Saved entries

- - - - - - -

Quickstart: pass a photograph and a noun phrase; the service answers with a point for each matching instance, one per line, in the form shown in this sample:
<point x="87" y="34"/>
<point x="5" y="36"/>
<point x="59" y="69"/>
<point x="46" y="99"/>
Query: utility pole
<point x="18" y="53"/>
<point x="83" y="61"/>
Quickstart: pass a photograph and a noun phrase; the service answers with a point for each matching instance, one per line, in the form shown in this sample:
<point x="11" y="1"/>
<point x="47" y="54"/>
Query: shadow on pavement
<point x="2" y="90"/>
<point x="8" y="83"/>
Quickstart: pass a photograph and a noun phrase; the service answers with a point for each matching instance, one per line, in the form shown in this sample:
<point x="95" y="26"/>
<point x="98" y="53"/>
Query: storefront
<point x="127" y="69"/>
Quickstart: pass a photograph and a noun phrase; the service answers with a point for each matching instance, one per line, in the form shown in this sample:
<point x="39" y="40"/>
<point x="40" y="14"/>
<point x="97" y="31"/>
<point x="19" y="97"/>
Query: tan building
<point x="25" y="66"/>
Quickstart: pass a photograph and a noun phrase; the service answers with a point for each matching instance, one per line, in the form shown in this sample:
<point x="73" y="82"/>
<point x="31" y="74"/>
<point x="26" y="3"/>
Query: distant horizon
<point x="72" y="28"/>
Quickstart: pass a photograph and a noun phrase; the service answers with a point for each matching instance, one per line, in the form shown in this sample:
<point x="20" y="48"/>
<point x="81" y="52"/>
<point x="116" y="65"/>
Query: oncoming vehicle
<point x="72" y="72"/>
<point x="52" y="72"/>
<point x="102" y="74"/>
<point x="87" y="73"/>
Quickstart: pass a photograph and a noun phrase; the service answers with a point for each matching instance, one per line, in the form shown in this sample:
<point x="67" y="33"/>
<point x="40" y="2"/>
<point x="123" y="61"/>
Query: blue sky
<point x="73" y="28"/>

- - - - - - -

→ THE PROBLEM
All entries are to be output exactly as they stand.

→ RESPONSE
Quickstart: pass a photograph and a noun phrase; the service answers with a point for each matching instance, one per line, in the form shown in this sample:
<point x="87" y="34"/>
<point x="5" y="36"/>
<point x="59" y="69"/>
<point x="46" y="99"/>
Query: utility pole
<point x="18" y="53"/>
<point x="83" y="61"/>
Quickstart: pass a photograph and a noun phrase; the service answers with a point for each matching instance, one per line, in the form shown in this sample:
<point x="11" y="1"/>
<point x="47" y="54"/>
Query: shadow on pavement
<point x="2" y="90"/>
<point x="8" y="83"/>
Quickstart: pass a photograph and a noun phrase; the service answers with a point for each matching instance, one per line, in the form shown in this sample:
<point x="95" y="26"/>
<point x="98" y="53"/>
Query: storefront
<point x="127" y="69"/>
Quickstart: pass a photograph and a noun phrase; the service answers with a point for each matching instance, one per line, in the form shown in this sample:
<point x="39" y="40"/>
<point x="40" y="14"/>
<point x="97" y="31"/>
<point x="19" y="97"/>
Query: tan building
<point x="25" y="66"/>
Quickstart: pass a photograph and a noun phrase; the service answers with a point for each matching instance, one per line, in the form shown in this sample:
<point x="73" y="82"/>
<point x="31" y="74"/>
<point x="26" y="3"/>
Query: distant horizon
<point x="72" y="28"/>
Quickstart: pass a photograph and a noun phrase; the service answers with a point for each matching instance, one per line, in the form shown in this sample:
<point x="20" y="48"/>
<point x="81" y="52"/>
<point x="116" y="65"/>
Query: oncoming vehicle
<point x="72" y="72"/>
<point x="52" y="72"/>
<point x="102" y="74"/>
<point x="87" y="73"/>
Quickstart: pass a photograph and a noun phrase; the service answers with a point for each matching instance, one per line, in the form shown in this sample:
<point x="67" y="33"/>
<point x="40" y="2"/>
<point x="123" y="61"/>
Query: blue sky
<point x="73" y="28"/>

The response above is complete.